FRANCISCO UMBRAL en Elche
Estaba leyendo un libro
espléndido, una antología de la prosa umbraliana a cargo del ya fallecido
Miguel García–Posada (La rosa y el látigo,
Espasa Calpe, 1994), cuando el periodista gallego Manuel Jabois revelaba en
un periódico lo que ya era una certidumbre para muchos: que el padre que
Francisco Umbral (1932-2007) siempre buscó en vida tiene nombre y apellidos. Se
trata de un abogado cordobés, Alejandro Urrutia, quien durante su estancia en
Valladolid mantuvo una fugaz relación con la que sería la madre del escritor, Ana María
Pérez Martínez. Con el tiempo, la vida de Alejandro Urrutia se ordenaba en
torno a un matrimonio del que nacería el conocido poeta Leopoldo de Luis, cuyo
hijo, el también escritor Jorge Urrutia, ha dado fe de su vínculo familiar con
su tío (Francisco Umbral) y hermanastro de su padre.
Y mientras leía esta noticia, busqué entre mis
papeles un recorte de El Periódico de
Elche (1988), en el que se recogía la entrevista que le hice en El Huerto
del Cura al escritor vallisoletano. Y rápidamente me trasladé en el tiempo y vi
a un hombre alto con pelo largo y blanco, vestido con abrigo negro y bufanda roja,
acompañado por su esposa, María España. Me saludó y nos sentamos. Con la timidez
propia de la juventud puse encima de la mesa unos cuantos libros suyos leídos
por mí con fervor, libros subrayados, repletos de notas, con la idea de hablar
de su obra, de su escritura poemática, de sus temas recurrentes: la infancia como
arcadia, la juventud y su rebeldía intrínseca, su crónica personal de la
literatura y de la sociedad, el memorialismo, el erotismo con diversidad de
matices, la evocación de la muerte y cierto nihilismo, en fin esas cosas que
acaban siendo tópicos literarios. Umbral tenía una voz ronca, como si retumbase
en un sótano húmedo. Y a veces se quedaba en silencio y daba sorbos largos a un
vaso de tubo lleno de güisqui, mientras con la otra mano (inutilizada por
pegajosa) presionaba un plátano que se le escapaba entre los dedos. Esta es la
imagen que guardo. María España me miraba desde el extremo del sofá, mientras
Umbral disertaba sobre el valor del estilo y la necesidad de “matar al padre
literario” para afirmar la individualidad de quien se considera escritor. Quise
preguntarle sobre sus libros, pero tuve la sospecha de que era mejor dejarle
hablar, pues no hacía otra cosa que avanzarme el contenido de su inmediata conferencia,
un discurso trufado también de algunas barbaridades que el pudor me obligan a
omitir aquí y ahora. Desde entonces, he reflexionado sobre que la belleza de una obra
puede no corresponderse con la bonhomía de su autor, y viceversa. Y mucho
después he ido apreciando como una de las virtudes de los grandes escritores esa
congruente fusión entre vida y obra, esa plasmación coherente propia de quien
posee una inequívoca postura moral y ética ante la vida.
•••
TAREA 1
En el texto sobre Francisco Umbral, ¿cómo se llamaba la esposa que lo acompañaba durante la entrevista?
TAREA 2
Copia el fragmento del texto sobre Francisco Umbral que empieza en "FRANCISCO UMBRAL en" y llega hasta "de su padre.", renombrando "Alejandro Urrutia" como "Alejandro de Urrutia".
TAREA 3
Prolonga el texto sobre Francisco Umbral en Elche desde su última frase.
•••
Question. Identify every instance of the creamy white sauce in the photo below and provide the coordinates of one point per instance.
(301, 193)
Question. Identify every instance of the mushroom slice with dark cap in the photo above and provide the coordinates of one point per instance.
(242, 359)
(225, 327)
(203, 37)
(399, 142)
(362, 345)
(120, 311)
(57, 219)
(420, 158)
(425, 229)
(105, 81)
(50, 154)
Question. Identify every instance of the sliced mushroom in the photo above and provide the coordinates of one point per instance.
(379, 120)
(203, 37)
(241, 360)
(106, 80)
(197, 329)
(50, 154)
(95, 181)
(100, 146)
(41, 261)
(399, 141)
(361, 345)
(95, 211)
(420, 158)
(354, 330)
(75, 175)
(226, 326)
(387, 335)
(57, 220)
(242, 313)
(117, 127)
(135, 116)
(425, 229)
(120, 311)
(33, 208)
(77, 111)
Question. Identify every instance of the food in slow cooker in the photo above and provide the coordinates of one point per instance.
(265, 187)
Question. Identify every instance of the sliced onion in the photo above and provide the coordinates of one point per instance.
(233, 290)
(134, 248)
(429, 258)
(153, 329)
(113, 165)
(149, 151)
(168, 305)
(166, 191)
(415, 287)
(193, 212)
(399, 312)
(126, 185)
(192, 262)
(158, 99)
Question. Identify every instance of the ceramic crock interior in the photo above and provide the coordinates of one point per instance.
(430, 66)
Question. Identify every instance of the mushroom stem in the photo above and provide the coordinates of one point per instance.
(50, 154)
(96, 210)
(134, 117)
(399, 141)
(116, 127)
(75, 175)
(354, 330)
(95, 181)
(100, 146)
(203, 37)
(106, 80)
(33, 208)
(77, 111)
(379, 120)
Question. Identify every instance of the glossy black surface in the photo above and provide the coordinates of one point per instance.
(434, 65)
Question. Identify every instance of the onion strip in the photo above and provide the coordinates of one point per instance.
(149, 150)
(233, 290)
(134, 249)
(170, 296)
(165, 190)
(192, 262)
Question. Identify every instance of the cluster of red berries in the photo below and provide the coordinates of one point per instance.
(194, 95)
•••
RESPUESTA 1
María España.

RESPUESTA 2
FRANCISCO UMBRAL en Elche
Estaba leyendo un libro
espléndido, una antología de la prosa umbraliana a cargo del ya fallecido
Miguel García–Posada (La rosa y el látigo,
Espasa Calpe, 1994), cuando el periodista gallego Manuel Jabois revelaba en
un periódico lo que ya era una certidumbre para muchos: que el padre que
Francisco Umbral (1932-2007) siempre buscó en vida tiene nombre y apellidos. Se
trata de un abogado cordobés, Alejandro de Urrutia, quien durante su estancia en
Valladolid mantuvo una fugaz relación con la que sería la madre del escritor, Ana María
Pérez Martínez. Con el tiempo, la vida de Alejandro de Urrutia se ordenaba en
torno a un matrimonio del que nacería el conocido poeta Leopoldo de Luis, cuyo
hijo, el también escritor Jorge Urrutia, ha dado fe de su vínculo familiar con
su tío (Francisco Umbral) y hermanastro de su padre.

RESPUESTA 3
Tengo en mis manos las fichas de lecturas de los muchos libros que
empecé a leer en León (ciudad donde Umbral se inició en el periodismo), libros
que nunca más volveré a leer porque el tiempo apremia, y refreno mi deseo de
copiar algunas citas, algunos fucilazos de escritura que alumbran un estilo
propio y poético. Porque no tengo la menor duda de que he valorado y valoro mucho las
cualidades y aciertos de Umbral, hasta el punto de que el
ínclito crítico leonés Ricardo Gullón (defensor del marchamo “novela poemática”)
no habría dudado en incluirlo en la nómina de escritores que hacen de su estilo
una seña de identidad. Las palabras del propio Umbral no dejan la menor duda de
en qué tradición se ubica: “Mi formación fue fundamentalmente poética.
Frecuenté más a los líricos que a los prosistas. En todo caso, frecuenté a los
prosistas líricos. No me interesaron nunca las historias (todavía me pregunto
si soy novelista). De una novela me interesaba ante todo el estilo, y luego los
ambientes, los climas, las ciudades, los paisajes […]. La segunda explicación
[…] es que, efectivamente, en mí hay un fondo lírico insobornable, y que mi
órgano de comprender el mundo es la antena delgada del poeta más que la lupa
gorda de Balzac”.
Quiero compartir un texto de Mortal
y rosa, acaso uno de sus mejores libros (así opinan Pere Gimferrer y Miguel
García-Posada, entre otros), para poner fin a este comentario:
“El niño en la prisión blanca de la
clínica, en manos del dolor, manipulado, pinchado, dolorido, el niño entre los
niños que sufren. Han entrado en la vida por el túnel amarillo de la
enfermedad. El niño, mi niño, está ahí, sufriente, enfrentado a un miedo, a una
magnitud superior, y lo llevan en alas blancas y sucias, lo traen en camas
duras y sonoras. Me resisto a amar una creación donde los niños son torturados,
escribió el francés, y yo recuerdo siempre, y lo repito, cuando el niño sufre.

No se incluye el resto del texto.